# [Task requirements]
Put every line of the items below into a two-column Markdown table headed Number and Entry, numbering each row and omitting any blank lines.

━━ Input

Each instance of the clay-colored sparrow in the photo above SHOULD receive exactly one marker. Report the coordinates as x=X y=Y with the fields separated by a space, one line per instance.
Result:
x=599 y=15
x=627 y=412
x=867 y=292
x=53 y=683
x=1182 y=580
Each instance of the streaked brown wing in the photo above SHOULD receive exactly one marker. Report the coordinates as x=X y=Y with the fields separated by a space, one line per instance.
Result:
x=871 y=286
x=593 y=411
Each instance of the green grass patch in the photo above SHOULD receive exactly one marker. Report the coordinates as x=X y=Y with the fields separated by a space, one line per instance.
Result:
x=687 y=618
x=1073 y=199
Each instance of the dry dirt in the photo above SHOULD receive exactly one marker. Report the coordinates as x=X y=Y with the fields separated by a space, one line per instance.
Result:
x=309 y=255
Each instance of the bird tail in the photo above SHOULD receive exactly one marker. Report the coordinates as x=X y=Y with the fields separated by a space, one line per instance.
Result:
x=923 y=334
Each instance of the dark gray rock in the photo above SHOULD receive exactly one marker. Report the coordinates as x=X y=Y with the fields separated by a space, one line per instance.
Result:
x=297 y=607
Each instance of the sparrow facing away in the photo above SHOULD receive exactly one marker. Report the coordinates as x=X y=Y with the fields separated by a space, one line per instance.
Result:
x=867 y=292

━━━━

# [The result]
| Number | Entry |
|---|---|
| 1 | Each instance of the clay-colored sparrow in the photo above SHOULD receive exactly one marker. Report the coordinates as x=X y=Y with the fields separated by a space, one line per instance. |
| 2 | Result: |
| 3 | x=599 y=15 |
| 4 | x=627 y=412 |
| 5 | x=867 y=292 |
| 6 | x=53 y=683 |
| 7 | x=1182 y=580 |
| 8 | Each instance of the streaked brown wing in the photo above SHOULD receive exactly one marker. Report the coordinates as x=X y=Y with the fields separated by a space, one line per instance. |
| 9 | Result: |
| 10 | x=871 y=286 |
| 11 | x=593 y=411 |
| 12 | Each instance of the green grass patch in the photo above SHOULD receive exactly one marker. Report the coordinates as x=X y=Y with the fields separated by a space, one line per instance. |
| 13 | Result: |
| 14 | x=687 y=618 |
| 15 | x=1073 y=199 |
| 16 | Each instance of the dry dirt in the photo above SHOULD receive exactly one marker. Report the coordinates as x=X y=Y with the fields separated by a space, one line per instance. |
| 17 | Result: |
| 18 | x=309 y=255 |
| 19 | Each instance of the bird tail in the photo above SHOULD receive exactly one marker. Report the coordinates as x=X y=Y with the fields separated by a space, one line per instance. |
| 20 | Result: |
| 21 | x=923 y=334 |
| 22 | Each instance of the dark gray rock in the photo above SHOULD receive exactly one marker. Report the coordinates as x=X y=Y with the fields separated by a space, one line per instance. |
| 23 | Result: |
| 24 | x=297 y=607 |
| 25 | Each instance of the sparrow facing away in the photo above SHOULD receive exactly one marker. Report the coordinates as x=X y=Y with the fields separated by a space, one line per instance. |
| 26 | Result: |
| 27 | x=867 y=292 |